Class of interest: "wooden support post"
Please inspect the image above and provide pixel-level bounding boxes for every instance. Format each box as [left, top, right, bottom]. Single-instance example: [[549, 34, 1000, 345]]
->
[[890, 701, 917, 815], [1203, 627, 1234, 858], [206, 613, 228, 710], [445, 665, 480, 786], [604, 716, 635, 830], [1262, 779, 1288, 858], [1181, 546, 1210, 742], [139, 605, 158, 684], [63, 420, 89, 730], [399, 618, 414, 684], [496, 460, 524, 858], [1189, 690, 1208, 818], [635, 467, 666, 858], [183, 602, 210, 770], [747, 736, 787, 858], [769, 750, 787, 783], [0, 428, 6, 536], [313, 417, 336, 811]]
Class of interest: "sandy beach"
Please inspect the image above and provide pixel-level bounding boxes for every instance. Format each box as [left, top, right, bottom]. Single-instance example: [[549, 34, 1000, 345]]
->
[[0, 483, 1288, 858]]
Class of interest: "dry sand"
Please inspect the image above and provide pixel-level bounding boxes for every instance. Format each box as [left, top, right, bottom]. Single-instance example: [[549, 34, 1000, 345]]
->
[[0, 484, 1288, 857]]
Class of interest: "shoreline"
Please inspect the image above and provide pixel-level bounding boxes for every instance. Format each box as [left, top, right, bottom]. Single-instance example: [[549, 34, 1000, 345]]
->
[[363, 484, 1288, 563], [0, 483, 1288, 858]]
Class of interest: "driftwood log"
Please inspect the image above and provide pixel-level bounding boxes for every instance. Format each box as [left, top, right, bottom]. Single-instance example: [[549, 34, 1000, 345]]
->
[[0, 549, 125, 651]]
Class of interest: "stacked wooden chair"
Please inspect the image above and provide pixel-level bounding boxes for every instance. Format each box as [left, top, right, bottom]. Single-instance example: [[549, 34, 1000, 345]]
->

• Request
Please recast the whole listing above as a numbered list, with each line as its own item and no blank lines.

• Task answer
1. Class of interest: "wooden support post"
2. Please inspect the image above and provide pixel-level bounding boxes for every instance. Format each box as [left, top, right, bottom]. Single-instance example: [[549, 34, 1000, 345]]
3. ->
4. [[890, 701, 917, 815], [1203, 627, 1234, 858], [206, 613, 228, 710], [445, 665, 480, 786], [604, 716, 635, 830], [1262, 779, 1288, 858], [1181, 546, 1210, 742], [139, 605, 158, 684], [63, 420, 89, 730], [399, 618, 414, 684], [496, 460, 524, 858], [1189, 690, 1208, 818], [635, 467, 666, 858], [183, 602, 210, 770], [747, 736, 787, 858], [769, 750, 787, 783], [0, 428, 6, 536], [313, 417, 336, 811]]
5. Class of interest: "sandy beach"
6. Please inspect the image above and provide pixel-level bounding boxes for every instance. Format each box as [left, top, right, bottom]. Single-instance example: [[549, 34, 1000, 345]]
7. ->
8. [[0, 483, 1288, 858]]
9. Class of interest: "dry sand"
10. Please inspect the image above and provide pixel-level bounding boxes for every instance. Format each box as [left, top, right, bottom]. Single-instance example: [[549, 34, 1000, 345]]
11. ->
12. [[0, 484, 1288, 857]]
13. Class of interest: "shoreline"
14. Please inspect the image above and provide pixel-level bounding boxes for every instance. Format each box as [left, top, right, bottom]. Single-instance example: [[549, 34, 1000, 345]]
15. ->
16. [[363, 484, 1288, 563], [0, 483, 1288, 858]]
17. Class of interest: "driftwood log"
18. Please inspect the image above and provide pixel-level bounding boxes for every instance. Format each box as [left, top, right, bottom]. Single-instance example: [[549, 34, 1000, 345]]
19. ->
20. [[0, 549, 125, 651]]
21. Class of interest: "stacked wooden chair"
22. Please inspect the image above and provide pixel-level bounding boxes for every instance. Format each box as [left, top, right, bottom]. Single-instance example: [[549, 34, 1000, 345]]
23. ->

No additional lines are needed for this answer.